_INFORMATION SUPPLIED_

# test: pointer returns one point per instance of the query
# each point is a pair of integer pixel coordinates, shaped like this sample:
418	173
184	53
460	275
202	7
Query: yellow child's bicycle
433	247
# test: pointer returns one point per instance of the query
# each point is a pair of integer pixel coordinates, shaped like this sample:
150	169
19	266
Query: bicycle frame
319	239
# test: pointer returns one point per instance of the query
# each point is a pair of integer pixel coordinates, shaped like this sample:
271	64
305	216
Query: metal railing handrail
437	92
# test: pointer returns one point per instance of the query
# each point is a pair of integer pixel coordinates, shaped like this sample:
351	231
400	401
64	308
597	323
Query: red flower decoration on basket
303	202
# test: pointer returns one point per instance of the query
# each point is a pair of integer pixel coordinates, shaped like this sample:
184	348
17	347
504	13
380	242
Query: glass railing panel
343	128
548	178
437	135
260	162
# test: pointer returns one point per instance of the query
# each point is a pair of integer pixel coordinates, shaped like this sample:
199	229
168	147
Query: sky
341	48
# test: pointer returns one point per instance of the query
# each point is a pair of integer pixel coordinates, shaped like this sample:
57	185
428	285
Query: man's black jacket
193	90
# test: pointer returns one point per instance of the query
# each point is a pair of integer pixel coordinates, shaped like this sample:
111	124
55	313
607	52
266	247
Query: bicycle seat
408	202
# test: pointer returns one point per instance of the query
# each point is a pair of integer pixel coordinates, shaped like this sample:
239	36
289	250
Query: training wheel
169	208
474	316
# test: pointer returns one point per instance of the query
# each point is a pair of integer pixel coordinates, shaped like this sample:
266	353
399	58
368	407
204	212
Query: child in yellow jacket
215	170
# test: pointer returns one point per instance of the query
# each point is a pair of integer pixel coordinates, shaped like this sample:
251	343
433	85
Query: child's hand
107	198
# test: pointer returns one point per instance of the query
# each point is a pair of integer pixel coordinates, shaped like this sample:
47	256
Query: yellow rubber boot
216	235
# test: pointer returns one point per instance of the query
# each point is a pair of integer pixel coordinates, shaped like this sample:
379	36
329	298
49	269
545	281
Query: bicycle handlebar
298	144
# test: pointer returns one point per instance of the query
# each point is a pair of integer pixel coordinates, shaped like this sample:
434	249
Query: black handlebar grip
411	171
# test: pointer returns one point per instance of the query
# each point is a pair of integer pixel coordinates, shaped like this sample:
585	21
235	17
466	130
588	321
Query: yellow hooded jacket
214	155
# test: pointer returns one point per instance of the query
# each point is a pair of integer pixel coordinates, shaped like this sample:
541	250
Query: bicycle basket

_WORK REQUIRED_
Would you please transcribe the records above in full and exactly?

_EXERCISE OUTPUT_
# test: pointer returns one point per instance of the query
# each point is a pair of integer pixel coordinates, shaped like this sample:
418	173
184	53
460	275
202	7
Query: yellow child's bicycle
433	247
# test: pointer returns one point per instance of the query
# each point is a pair of integer pixel coordinates, shaped like this sample:
150	169
19	266
Query: bicycle frame
319	239
# test: pointer returns one point per instance of the query
# each point is a pair of integer pixel coordinates, shaped like this sample:
271	64
305	216
Query: metal railing handrail
437	92
# test: pointer returns one point per instance of the query
# each point is a pair of integer pixel coordinates, shaped like this sample:
351	231
400	401
64	308
597	323
Query: red flower decoration on basket
303	202
# test: pointer returns one point per instance of the query
# each point is a pair of integer pixel coordinates, shaped like this sample:
184	348
17	347
504	13
380	242
Query: glass railing panel
343	128
548	178
437	135
260	162
# test: pointer returns one point per instance of the query
# each point is a pair of integer pixel coordinates, shaped like this sample:
199	229
168	147
Query: sky
341	48
# test: pointer returns one point per instance of the query
# each point is a pair of integer pixel coordinates, shaped like this sample:
57	185
428	285
Query: man's black jacket
193	90
# test: pointer returns one point per instance of the query
# each point is a pair of integer pixel coordinates, shaped like this sample:
111	124
55	313
607	52
266	247
Query: bicycle seat
408	202
# test: pointer returns one point per instance of the query
# each point is a pair of integer pixel coordinates, shaped like this sample:
239	36
289	250
Query: training wheel
169	208
474	316
# test: pointer returns one point per instance of the query
# each point is a pair of integer pixel coordinates, shaped like this sample:
266	353
399	58
368	407
204	212
Query: child in yellow jacket
215	170
# test: pointer returns one point per instance of the query
# each point is a pair of integer pixel coordinates, shaped like this sample:
251	343
433	85
Query: child's hand
107	198
# test: pointer returns one point per instance of the query
# each point is a pair of integer pixel coordinates, shaped like this sample:
47	256
Query: yellow rubber boot
216	235
# test: pointer returns one point per instance of the query
# each point is a pair of integer pixel coordinates, shaped like this sample:
379	36
329	298
49	269
545	281
Query: bicycle handlebar
298	144
# test: pointer returns one point per instance of the query
# each point is a pair of integer pixel coordinates, shaped like this sample:
434	249
Query: black handlebar grip
411	171
# test: pointer returns one point per instance of the query
# each point is a pair of integer pixel coordinates, shaped like this sample:
585	21
235	17
466	130
588	321
Query: yellow hooded jacket
214	155
# test: pointer returns one point per instance of the query
# each point is a pair of integer pixel coordinates, shaped like this sample:
541	250
Query: bicycle basket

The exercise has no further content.